DATA PROVIDED section start

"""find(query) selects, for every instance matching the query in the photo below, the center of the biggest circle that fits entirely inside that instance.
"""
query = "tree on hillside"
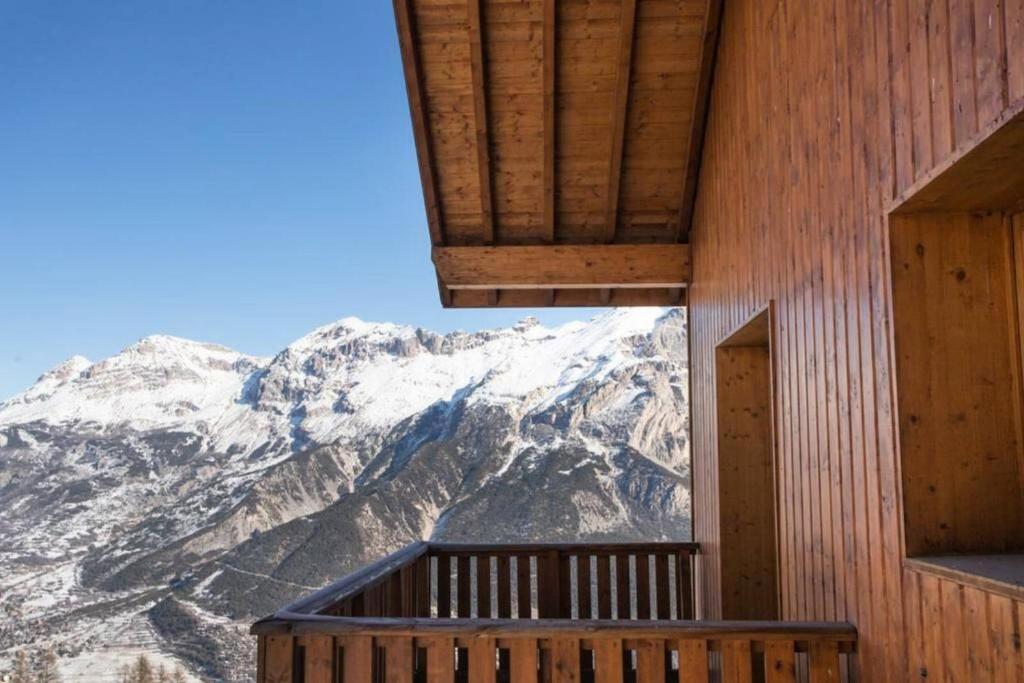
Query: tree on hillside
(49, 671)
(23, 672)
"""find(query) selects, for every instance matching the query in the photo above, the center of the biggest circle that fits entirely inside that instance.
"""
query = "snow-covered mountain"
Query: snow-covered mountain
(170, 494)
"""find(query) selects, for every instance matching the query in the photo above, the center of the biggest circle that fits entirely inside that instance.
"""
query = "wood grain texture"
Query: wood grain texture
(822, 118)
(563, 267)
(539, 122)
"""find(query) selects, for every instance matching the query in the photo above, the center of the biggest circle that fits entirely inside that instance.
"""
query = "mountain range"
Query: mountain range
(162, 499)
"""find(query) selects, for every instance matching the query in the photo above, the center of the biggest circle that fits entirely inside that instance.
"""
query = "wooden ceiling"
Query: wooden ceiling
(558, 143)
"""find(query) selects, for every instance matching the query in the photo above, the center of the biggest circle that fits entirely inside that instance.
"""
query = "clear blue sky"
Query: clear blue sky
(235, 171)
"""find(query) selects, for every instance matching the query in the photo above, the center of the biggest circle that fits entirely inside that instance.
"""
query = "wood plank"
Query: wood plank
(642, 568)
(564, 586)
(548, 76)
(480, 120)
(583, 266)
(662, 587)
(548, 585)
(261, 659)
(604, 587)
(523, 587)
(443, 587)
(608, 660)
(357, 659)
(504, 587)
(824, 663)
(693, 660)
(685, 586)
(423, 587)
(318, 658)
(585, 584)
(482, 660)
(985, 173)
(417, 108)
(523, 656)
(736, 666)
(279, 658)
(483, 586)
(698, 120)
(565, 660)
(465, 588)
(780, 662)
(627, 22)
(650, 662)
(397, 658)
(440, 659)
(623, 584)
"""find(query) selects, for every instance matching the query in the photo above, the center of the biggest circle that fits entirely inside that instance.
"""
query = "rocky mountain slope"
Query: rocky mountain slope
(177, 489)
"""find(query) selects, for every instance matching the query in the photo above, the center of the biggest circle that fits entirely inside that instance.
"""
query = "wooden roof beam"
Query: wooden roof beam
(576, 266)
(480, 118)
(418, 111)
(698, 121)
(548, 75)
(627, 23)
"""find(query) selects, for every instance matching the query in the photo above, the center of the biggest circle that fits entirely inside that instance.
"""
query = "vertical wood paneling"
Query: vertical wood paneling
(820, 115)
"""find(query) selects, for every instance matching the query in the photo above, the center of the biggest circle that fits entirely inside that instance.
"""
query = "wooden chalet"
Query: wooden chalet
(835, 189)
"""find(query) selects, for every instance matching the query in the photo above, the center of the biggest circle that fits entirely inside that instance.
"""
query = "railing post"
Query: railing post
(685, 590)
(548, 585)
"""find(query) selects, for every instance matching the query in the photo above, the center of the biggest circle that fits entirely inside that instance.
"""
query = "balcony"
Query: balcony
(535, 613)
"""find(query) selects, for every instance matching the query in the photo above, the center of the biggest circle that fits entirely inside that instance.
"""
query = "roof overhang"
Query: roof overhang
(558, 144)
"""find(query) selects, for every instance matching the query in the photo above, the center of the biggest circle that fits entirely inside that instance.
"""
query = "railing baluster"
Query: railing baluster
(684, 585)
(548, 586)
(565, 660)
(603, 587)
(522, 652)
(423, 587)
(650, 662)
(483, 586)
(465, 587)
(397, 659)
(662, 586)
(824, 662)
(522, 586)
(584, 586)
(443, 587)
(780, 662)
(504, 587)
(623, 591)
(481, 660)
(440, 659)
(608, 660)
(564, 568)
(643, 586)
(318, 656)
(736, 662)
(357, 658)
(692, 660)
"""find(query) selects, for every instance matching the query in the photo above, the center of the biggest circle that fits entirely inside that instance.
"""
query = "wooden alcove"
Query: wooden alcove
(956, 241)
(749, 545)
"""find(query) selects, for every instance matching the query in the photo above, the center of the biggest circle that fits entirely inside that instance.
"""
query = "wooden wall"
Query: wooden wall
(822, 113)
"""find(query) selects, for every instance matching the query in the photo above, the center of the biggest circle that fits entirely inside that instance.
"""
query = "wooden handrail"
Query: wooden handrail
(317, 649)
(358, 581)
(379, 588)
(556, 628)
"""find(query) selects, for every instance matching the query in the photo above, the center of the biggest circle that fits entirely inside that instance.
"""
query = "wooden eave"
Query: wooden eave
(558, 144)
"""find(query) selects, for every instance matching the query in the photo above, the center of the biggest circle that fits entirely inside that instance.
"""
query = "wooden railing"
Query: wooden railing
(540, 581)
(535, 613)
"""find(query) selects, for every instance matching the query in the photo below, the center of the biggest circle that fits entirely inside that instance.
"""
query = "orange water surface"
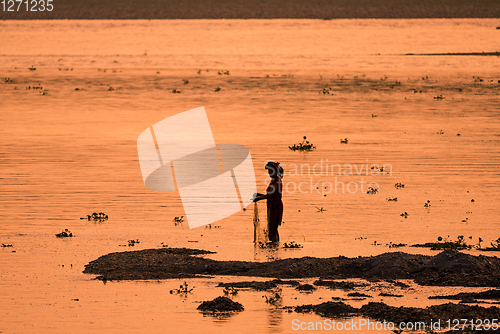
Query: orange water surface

DATA PROVIDED section end

> _TASK ITEM_: Nothing but the records above, retyped exactly and stripped of images, should appear in the answer.

> _SOLVED EXERCISE_:
"""find(query) selects, for every instance matching the query in the photo below, the center of the biggest circle that fits entirely inside that instance.
"""
query = "tree on hillside"
Query: tree on hillside
(49, 671)
(23, 672)
"""find(query) selects, for every instance matching the query in the photo above, the center of the biggest circle that fits entirely inside that instance.
"""
query = "snow-covered mountain"
Query: snow-covered mountain
(170, 494)
"""find(query) selects, for every instance matching the query in the photo above, the center of the biggest circle that fits entirely inside that instance.
"""
query = "wood grain texture"
Query: wood grain texture
(822, 118)
(563, 267)
(539, 122)
"""find(query) selects, for every instance matching the query in the photo above, the center of the biggest circle that fits entirely inside that instance.
"""
query = "mountain range"
Query: mountain range
(162, 499)
"""find(query) selects, for every instance matching the query in the photo above, the center of the biggest circle that fits entirely inside that instance.
"""
query = "wooden ceiling"
Query: wooden ceiling
(558, 143)
"""find(query) selects, for every instance matching the query in the photo above, the center of the biggest circle that fits entirely inside that instance.
"""
query = "clear blue sky"
Query: clear blue sky
(235, 171)
"""find(query) selects, for every instance matching the query in the photo above, the center of the biggest circle that fits entirely inside that instance.
"""
query = "wood plank"
Query: wood plank
(642, 568)
(564, 586)
(548, 76)
(480, 120)
(583, 266)
(662, 587)
(548, 585)
(261, 659)
(604, 587)
(523, 587)
(443, 587)
(608, 660)
(357, 659)
(504, 587)
(824, 663)
(693, 660)
(685, 586)
(423, 587)
(318, 658)
(585, 584)
(482, 660)
(985, 173)
(417, 108)
(523, 656)
(736, 666)
(279, 658)
(483, 586)
(698, 120)
(565, 660)
(465, 588)
(780, 662)
(627, 22)
(650, 662)
(397, 658)
(440, 659)
(623, 584)
"""find(query) selects, for every instance matching the query in the photo above, the center of the biggest circle that fits entirely inside that instance.
"""
query = "rocky mountain slope"
Query: rocky mountain slope
(177, 489)
"""find(query) selects, for every instance matching the query in the photo above, the center of the biggest circle that fits entirely inside that instance.
"""
query = "wooden roof beam"
Query: wooden roof beam
(576, 266)
(480, 118)
(418, 111)
(698, 121)
(548, 75)
(627, 23)
"""find(query) selects, for every instance matching the query in the photo above, the center of the biggest circle that fits entirely inside that instance.
"""
query = "vertical wood paneling"
Query: vertical wood paneling
(820, 115)
"""find(query) selects, for every instance matching the query in the photo above, the center of the biggest circle that fits entirely inside that instance.
"""
query = "wooden chalet"
Query: wooden chalet
(835, 189)
"""find(query) selects, for every instance matching the query in the photo above, the center of the biggest circle that fits entirely inside that instance.
"""
query = "railing post"
Query: railing post
(685, 590)
(548, 585)
"""find(query) selects, for every instance matching the query in the photo above, the center of the biggest circle that fits entirely inside that instance.
"""
query = "balcony"
Query: balcony
(535, 613)
"""find(query) selects, for every instance matching the query in the photo above, the center of the biggest circle that fits entirely inside that instance.
"""
query = "roof overhang"
Query: roof overhang
(558, 144)
"""find(query) selects, for every instance matching the query in the photo above, the center of the biggest circle that fits entirely inside that instance.
"""
query = "railing baluster"
Query: railing baluster
(684, 585)
(548, 586)
(565, 660)
(603, 587)
(522, 652)
(423, 587)
(650, 662)
(483, 586)
(465, 587)
(397, 659)
(662, 586)
(824, 662)
(522, 586)
(584, 586)
(443, 587)
(780, 662)
(504, 587)
(623, 591)
(481, 660)
(440, 659)
(608, 660)
(564, 568)
(643, 586)
(318, 656)
(736, 662)
(357, 658)
(692, 660)
"""find(query) selects, for every instance matching the query in the photo above, the center of the biggest circle that fits entirely inside that instance.
"""
query = "wooden alcove"
Query: wooden alcove
(956, 241)
(749, 545)
"""find(query) selects, for every instance matching the query in the photo above, the center of the biggest circle that fits entirely inside that instance.
"""
query = "wooden wall"
Query: wooden wall
(822, 113)
"""find(query) selects, for every instance matching the query in the photo above, the center of the biggest circle that fits entirely inside that instance.
"""
query = "wooden handrail"
Query: wooden handrail
(317, 649)
(358, 581)
(379, 588)
(556, 628)
"""find(query) selects, for every instance matching the query in the photo above, the center of the biggest circle that fits entirely inside that instance.
"""
query = "wooden eave"
Query: wooden eave
(558, 144)
"""find(query) selects, for every instance matching the query in the photo above, the center of the biggest circle that fits entirely inside that instance.
"""
query = "wooden railing"
Query: wooden railing
(540, 581)
(535, 613)
"""find(query) selects, for every instance matching the query in the photo below, the center of the biggest circle that fits entirely inside that instance.
"""
query = "orange water surface"
Query: orange water surface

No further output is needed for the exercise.